Article =
* * * * * * * * *
Set Timeouts on Every Job

jobs:
  build:
    runs-on: ubuntu-latest
    timeout-minutes: 15      # Kill if stuck for 15 min
 
  test:
    runs-on: ubuntu-latest
    timeout-minutes: 10
 
  deploy:
    runs-on: ubuntu-latest
    timeout-minutes: 5

5. Never Skip Security

Every pipeline must include security scanning. At minimum, scan your dependencies. Ideally, scan your code and containers too.

Minimum Security Pipeline

security:
  runs-on: ubuntu-latest
  steps:
    # 1. Dependency vulnerabilities (MUST HAVE)
    - run: npm audit --audit-level=high
 
    # 2. Secret detection (MUST HAVE)
    - uses: trufflesecurity/trufflehog@main
      with:
        extra_args: --only-verified
 
    # 3. Static code analysis (RECOMMENDED)
    - uses: github/codeql-action/init@v3
      with:
        languages: javascript-typescript
    - uses: github/codeql-action/analyze@v3
 
    # 4. Container scanning (IF using Docker)
    - uses: aquasecurity/trivy-action@master
      with:
        image-ref: myapp:${{ github.sha }}
        severity: 'CRITICAL,HIGH'
        exit-code: '1'

Security Scanning Schedule

Scan Type	Frequency	Block Deploy?
npm audit	Every pipeline	Yes (high/critical)
Secret detection	Every pipeline	Yes
SAST (CodeQL)	Every PR	Yes (high severity)
Container scan	Every build	Yes (critical)
Full DAST scan	Nightly	No (creates tickets)
SBOM generation	Every release	No (compliance)

6. Immutable Artifacts

Once an artifact is built and tagged, never overwrite it. If you need a fix, build a new artifact with a new tag.

❌ Wrong: Mutable Tags

# DON'T DO THIS
docker build -t myapp:latest .
* * * * * * * * *
Rows from a box-labeling dataset =
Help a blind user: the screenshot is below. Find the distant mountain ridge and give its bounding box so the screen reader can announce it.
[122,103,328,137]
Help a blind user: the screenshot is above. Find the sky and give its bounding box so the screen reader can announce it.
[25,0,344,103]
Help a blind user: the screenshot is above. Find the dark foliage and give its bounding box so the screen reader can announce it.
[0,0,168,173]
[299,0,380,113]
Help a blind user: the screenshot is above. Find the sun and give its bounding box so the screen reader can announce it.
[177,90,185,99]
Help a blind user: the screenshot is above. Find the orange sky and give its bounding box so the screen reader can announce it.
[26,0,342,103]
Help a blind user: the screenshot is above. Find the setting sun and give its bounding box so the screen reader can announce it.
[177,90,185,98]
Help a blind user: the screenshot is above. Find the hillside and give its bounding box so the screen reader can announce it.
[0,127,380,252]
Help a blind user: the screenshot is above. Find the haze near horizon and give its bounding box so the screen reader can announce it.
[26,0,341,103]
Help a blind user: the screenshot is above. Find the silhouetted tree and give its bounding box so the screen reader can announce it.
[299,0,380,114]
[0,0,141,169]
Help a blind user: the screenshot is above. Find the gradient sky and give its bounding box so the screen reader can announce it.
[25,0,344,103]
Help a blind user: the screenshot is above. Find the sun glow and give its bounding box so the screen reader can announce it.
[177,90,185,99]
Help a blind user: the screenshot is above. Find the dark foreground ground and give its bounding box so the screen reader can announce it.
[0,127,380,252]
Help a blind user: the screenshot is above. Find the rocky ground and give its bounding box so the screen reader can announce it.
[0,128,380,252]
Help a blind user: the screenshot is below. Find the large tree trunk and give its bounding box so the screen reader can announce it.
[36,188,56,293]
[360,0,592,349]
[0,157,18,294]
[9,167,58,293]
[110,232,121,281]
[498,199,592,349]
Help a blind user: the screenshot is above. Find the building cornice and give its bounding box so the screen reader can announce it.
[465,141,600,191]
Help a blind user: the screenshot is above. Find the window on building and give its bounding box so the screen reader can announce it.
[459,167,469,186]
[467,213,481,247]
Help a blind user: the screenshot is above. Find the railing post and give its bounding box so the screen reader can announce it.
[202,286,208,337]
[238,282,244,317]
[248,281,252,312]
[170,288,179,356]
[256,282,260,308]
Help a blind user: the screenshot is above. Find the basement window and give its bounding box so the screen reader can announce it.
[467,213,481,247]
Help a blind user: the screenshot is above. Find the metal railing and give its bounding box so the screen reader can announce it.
* * * * * * * * *
Extend the CI/CD pipeline guide from the point where it stops.

Expected answer =
docker push myapp:latest
# Next day...
docker build -t myapp:latest .  # ← Overwrites yesterday's image!
docker push myapp:latest

✅ Correct: Immutable Tags

# DO THIS
docker build -t myapp:abc123f .    # Tagged with git SHA
docker push myapp:abc123f
# Next day...
docker build -t myapp:def456a .    # New tag, old image preserved
docker push myapp:def456a

Why Immutability Matters

Mutable	Immutable
`myapp:latest` could be anything	`myapp:abc123f` is always the same
Can't reproduce a deployment	Can always redeploy exact version
Rollback might not work	Rollback always works
"What version is running?" → "¯\(ツ)/¯"	"What version is running?" → "abc123f"

7. Automate Everything (Except Approval)

The only human step in your pipeline should be the approval gate before production deployment. Everything else must be automated.

What to Automate

✅ Code linting
✅ Building artifacts
✅ Running all tests
✅ Security scanning
✅ Deploying to staging
✅ Smoke testing staging
✅ Creating release notes
✅ Tagging releases
✅ Notifying team
✅ Monitoring deployment health
✅ Rolling back on failure

What to Keep Manual

👤 Approval to deploy to production
👤 Decision to rollback (unless auto-rollback configured)
👤 Major version releases (marketing coordination)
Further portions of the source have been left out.